DOCUMENT TEXT:
-*-*-

Living Flinders: maintaining ecological integrity and resilience in the Southern Flinders Ranges
Lying at the interface between northern arid and southern Mediterranean climates, the southern Flinders Ranges are recognised for their diverse biodiversity and significant landscapes. Paradoxically, the ranges unique geographic location and climate also make the region susceptible to the effects of climate change, with many nationally and state threatened species and ecological communities at risk. The ranges form part of the Flinders-Olary NatureLink and Trans-Australia EcoLink and provide critical ecological linkages along north-south and east-west gradients.
Working at a landscape-scale, the current project seeks to improve habitat condition, connectivity and resilience through:
- an extensive community engagement program to increase participation rates in land management
- collaborative delivery of pest control programs on Aboriginal community lands
- strategic on-ground works to address threats posed by feral animals (70,000 ha) and weeds of national significance (5,100 ha).
The program will be delivered through the Living Flinders: from peaks to plains conservation partnership.
Integrated pest plant and animal activities undertaken through this project and the extensive rabbit control work undertaken at an earlier stage will continue to deliver tangible outcomes for 21 native species listed under the Environment Protection and Biodiversity Act, by reducing predation, grazing and competitive effects.

-*-*-

BRIEF: Please pick up the Living Flinders project description after its last sentence and carry it further. The records were taken from a separate source.

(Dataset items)
-*-*-

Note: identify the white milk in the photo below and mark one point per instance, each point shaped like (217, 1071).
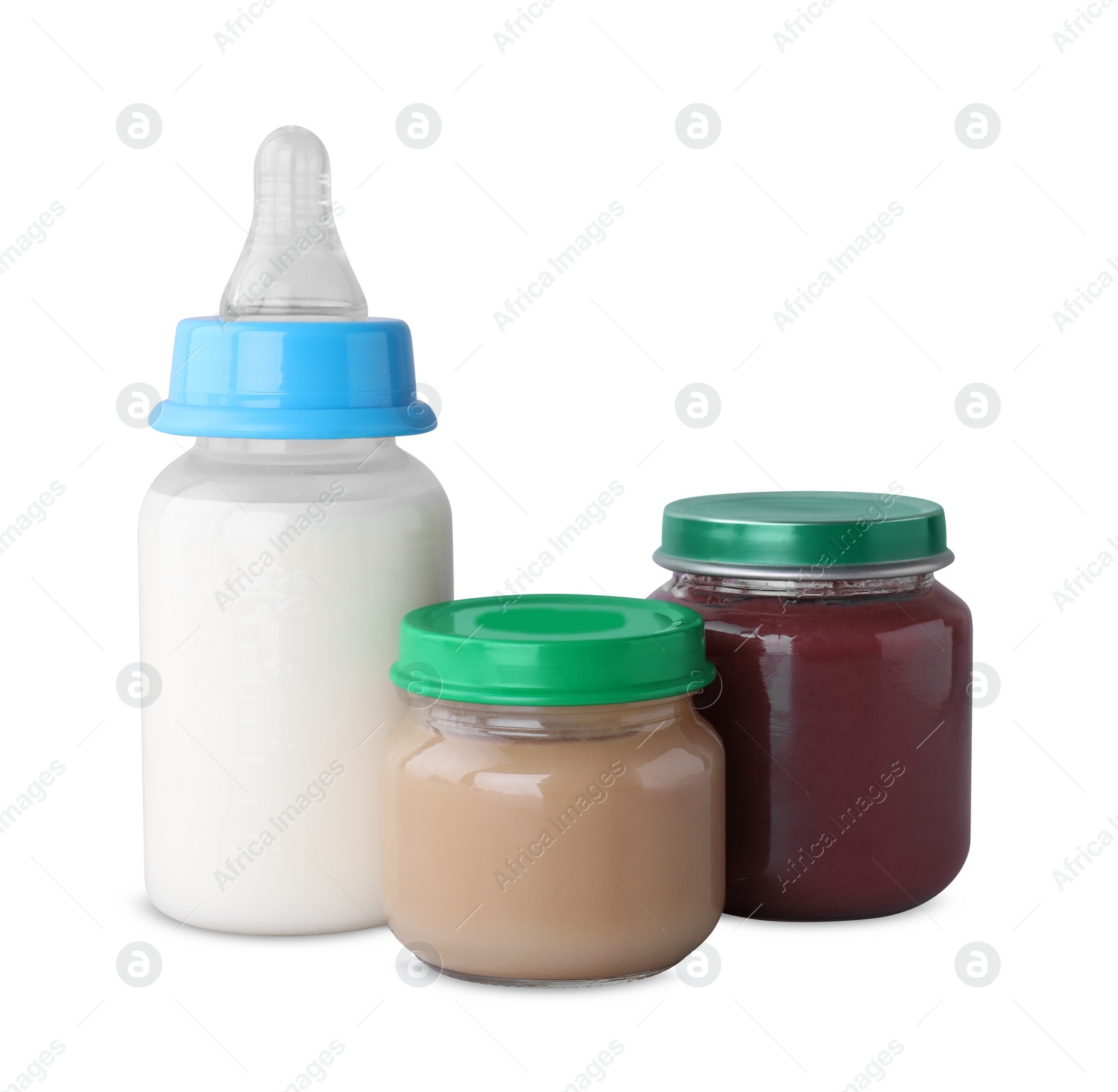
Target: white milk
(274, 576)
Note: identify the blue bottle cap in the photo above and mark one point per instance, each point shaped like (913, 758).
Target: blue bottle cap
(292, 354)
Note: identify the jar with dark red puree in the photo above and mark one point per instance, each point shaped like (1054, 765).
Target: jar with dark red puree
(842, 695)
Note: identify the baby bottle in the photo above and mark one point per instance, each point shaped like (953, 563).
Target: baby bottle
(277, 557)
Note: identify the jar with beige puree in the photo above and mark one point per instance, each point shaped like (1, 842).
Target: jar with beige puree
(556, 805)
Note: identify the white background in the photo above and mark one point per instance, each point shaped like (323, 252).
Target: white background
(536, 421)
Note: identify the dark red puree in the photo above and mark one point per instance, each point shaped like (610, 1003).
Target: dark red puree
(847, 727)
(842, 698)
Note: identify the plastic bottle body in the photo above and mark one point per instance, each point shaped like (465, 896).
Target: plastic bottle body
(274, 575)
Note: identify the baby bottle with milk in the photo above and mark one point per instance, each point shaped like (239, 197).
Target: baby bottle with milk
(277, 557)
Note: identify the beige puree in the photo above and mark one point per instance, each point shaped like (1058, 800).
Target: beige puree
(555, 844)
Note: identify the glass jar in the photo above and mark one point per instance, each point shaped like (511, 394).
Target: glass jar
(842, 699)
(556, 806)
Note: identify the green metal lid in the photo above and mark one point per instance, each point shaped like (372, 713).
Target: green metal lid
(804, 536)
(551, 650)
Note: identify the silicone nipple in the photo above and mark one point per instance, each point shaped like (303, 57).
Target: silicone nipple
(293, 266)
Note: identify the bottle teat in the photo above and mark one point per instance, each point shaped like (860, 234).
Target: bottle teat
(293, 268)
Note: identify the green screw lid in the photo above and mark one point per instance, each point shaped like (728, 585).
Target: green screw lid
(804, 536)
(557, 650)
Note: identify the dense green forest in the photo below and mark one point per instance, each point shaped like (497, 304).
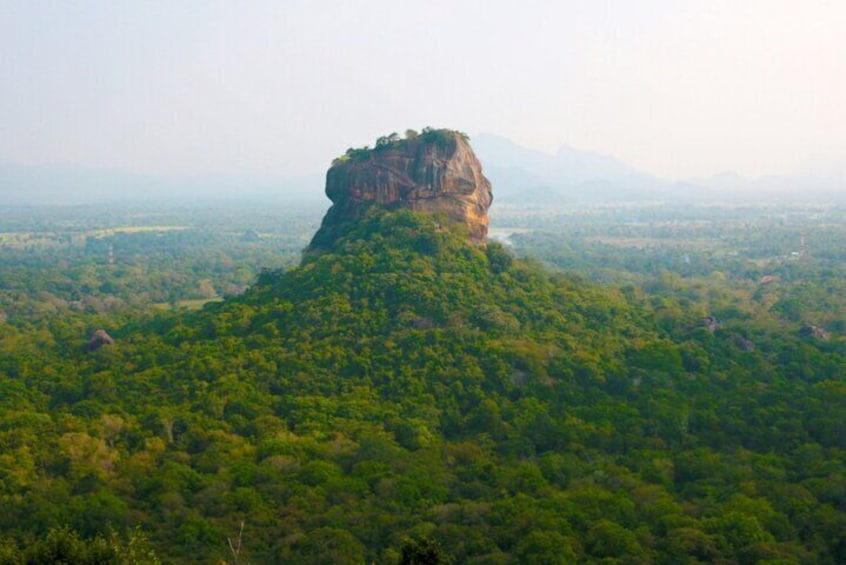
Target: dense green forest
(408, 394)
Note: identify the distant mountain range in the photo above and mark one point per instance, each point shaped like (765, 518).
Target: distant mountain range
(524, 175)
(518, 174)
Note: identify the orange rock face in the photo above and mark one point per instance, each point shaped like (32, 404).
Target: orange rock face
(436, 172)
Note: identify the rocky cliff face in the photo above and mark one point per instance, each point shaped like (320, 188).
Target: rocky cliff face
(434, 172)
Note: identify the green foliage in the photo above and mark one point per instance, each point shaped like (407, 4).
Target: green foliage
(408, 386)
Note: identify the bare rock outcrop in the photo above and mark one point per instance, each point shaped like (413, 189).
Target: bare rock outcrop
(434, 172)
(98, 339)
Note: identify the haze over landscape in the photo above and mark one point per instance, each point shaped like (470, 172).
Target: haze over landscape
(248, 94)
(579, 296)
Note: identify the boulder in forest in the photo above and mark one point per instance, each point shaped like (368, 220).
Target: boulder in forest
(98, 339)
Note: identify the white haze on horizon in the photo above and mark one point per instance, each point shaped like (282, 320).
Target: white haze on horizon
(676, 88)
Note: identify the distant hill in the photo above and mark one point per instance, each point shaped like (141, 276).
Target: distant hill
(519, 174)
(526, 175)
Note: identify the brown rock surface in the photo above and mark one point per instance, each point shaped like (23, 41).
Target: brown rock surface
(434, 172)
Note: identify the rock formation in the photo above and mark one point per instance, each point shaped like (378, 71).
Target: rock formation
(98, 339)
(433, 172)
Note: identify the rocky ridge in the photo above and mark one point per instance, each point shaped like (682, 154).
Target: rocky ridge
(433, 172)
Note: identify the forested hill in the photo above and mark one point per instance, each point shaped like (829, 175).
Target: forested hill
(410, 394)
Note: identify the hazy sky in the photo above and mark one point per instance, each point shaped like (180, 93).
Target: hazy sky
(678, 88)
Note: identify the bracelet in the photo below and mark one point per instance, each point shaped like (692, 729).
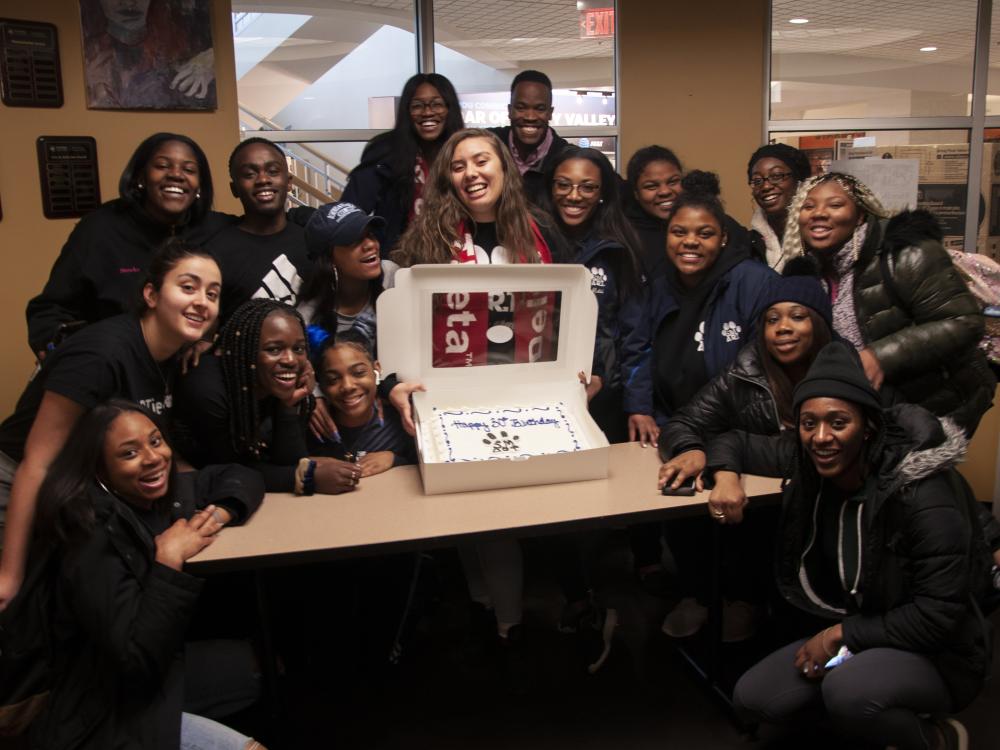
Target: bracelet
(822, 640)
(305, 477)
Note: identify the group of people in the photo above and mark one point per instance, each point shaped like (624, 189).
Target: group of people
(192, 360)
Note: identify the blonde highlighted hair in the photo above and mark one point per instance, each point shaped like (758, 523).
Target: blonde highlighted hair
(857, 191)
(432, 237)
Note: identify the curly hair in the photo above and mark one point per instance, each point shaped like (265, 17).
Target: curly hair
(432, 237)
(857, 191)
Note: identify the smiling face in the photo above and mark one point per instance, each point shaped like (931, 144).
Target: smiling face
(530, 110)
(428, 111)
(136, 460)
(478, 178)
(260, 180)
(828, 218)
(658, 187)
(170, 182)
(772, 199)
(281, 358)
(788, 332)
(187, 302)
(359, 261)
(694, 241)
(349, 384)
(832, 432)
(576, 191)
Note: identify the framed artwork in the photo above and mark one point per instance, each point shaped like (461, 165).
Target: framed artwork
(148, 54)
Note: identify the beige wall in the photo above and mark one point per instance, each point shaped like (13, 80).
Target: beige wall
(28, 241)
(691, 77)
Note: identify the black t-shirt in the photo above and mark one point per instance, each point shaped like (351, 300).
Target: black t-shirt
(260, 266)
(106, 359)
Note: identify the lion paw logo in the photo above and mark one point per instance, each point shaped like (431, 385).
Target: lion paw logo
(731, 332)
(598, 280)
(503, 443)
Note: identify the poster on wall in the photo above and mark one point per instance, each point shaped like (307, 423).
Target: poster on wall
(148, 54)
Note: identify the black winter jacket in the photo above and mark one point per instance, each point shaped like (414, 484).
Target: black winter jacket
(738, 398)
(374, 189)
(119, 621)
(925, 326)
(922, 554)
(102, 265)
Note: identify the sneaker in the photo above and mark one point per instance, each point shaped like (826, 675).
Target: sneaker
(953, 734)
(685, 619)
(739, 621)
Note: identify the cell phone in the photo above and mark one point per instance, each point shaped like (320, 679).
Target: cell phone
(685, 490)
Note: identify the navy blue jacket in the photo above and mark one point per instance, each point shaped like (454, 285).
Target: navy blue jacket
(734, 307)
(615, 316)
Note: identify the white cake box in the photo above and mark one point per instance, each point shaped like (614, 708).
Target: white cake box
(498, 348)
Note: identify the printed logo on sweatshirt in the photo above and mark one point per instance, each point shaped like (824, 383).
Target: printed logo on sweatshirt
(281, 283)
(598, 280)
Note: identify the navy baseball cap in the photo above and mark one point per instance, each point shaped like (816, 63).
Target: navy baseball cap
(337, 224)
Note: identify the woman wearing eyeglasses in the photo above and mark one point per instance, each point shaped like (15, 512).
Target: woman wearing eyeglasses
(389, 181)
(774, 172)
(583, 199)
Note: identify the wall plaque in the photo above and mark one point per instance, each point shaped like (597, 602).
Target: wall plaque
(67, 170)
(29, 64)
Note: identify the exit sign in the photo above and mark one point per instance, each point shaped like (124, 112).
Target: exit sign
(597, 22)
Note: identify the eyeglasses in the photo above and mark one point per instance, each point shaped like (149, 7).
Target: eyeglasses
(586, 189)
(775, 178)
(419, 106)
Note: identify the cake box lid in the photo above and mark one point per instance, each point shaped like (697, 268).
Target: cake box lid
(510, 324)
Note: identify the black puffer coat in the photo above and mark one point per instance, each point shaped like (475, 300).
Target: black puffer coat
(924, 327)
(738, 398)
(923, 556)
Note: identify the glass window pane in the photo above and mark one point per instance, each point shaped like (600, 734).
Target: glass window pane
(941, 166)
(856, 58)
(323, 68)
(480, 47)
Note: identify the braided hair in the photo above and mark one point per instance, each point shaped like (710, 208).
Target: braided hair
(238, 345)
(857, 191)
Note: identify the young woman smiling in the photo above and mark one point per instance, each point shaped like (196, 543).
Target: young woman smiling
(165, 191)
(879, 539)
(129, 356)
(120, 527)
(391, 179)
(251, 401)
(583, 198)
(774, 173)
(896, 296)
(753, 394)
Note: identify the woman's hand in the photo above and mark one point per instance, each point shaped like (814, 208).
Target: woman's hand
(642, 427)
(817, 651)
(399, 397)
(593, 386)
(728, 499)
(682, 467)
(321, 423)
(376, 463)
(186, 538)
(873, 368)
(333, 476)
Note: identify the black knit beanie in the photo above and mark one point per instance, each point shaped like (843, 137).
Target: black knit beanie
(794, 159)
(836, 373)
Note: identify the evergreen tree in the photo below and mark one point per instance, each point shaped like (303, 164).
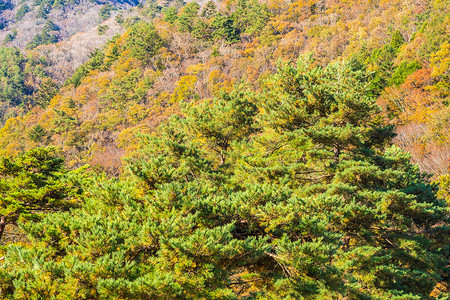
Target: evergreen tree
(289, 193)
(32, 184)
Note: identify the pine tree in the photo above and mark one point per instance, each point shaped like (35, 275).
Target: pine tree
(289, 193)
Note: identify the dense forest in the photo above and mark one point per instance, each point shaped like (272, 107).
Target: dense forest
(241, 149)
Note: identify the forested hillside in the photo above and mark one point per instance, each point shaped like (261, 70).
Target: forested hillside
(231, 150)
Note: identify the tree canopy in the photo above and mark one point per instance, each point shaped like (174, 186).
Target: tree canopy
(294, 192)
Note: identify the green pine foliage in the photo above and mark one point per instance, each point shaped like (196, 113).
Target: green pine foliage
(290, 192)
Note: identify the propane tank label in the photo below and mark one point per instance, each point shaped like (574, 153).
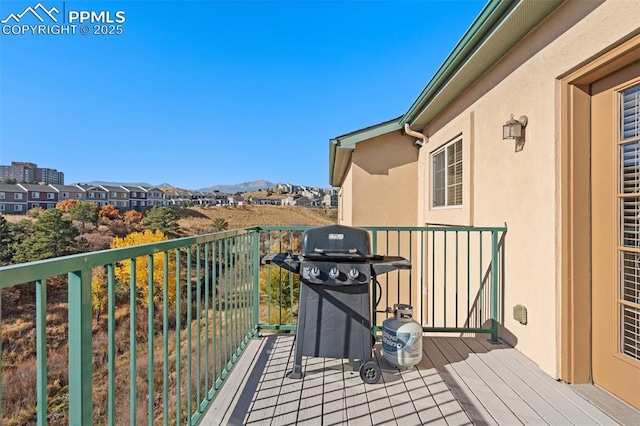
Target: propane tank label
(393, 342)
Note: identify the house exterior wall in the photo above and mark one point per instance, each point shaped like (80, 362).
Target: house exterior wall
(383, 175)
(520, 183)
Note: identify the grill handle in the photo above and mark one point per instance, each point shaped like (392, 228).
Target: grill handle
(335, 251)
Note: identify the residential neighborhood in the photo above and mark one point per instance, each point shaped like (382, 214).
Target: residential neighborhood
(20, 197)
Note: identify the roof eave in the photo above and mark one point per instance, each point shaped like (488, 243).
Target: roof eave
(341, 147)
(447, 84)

-*-*-

TASK RESPONSE:
- yellow-footed rock-wallaby
- slender-billed thornbill
- Flinders worm-lizard
- Krefft's tiger snake
- spidery wattle
- Menzel's wattle
- spiny everlasting
- bayonet spider-orchid
- large-club spider-orchid
- inland green-comb spider-orchid
- Woolcock's spider-orchid
- Flinders Ranges white caladenia
- slender bell-fruit
- clover glycine
- silver daisy-bush
- pale leek-orchid
- Mount Remarkable leek-orchid
- large-flower groundsel
- Murray swainson-pea.
This project plays a significant role in the long-term maintenance of ecological integrity across the southern Flinders Ranges ecosystems. Its primary long-term contribution lies in the major in-roads it will make into fostering community understanding and support for biodiversity management and its benefits. By working with numerous landholder and community groups and the education sector, the program will influence the attitudes of a large section of the community, thereby increasing community ownership and stewardship and providing a base for the development of larger, more inclusive biodiversity management projects in the future.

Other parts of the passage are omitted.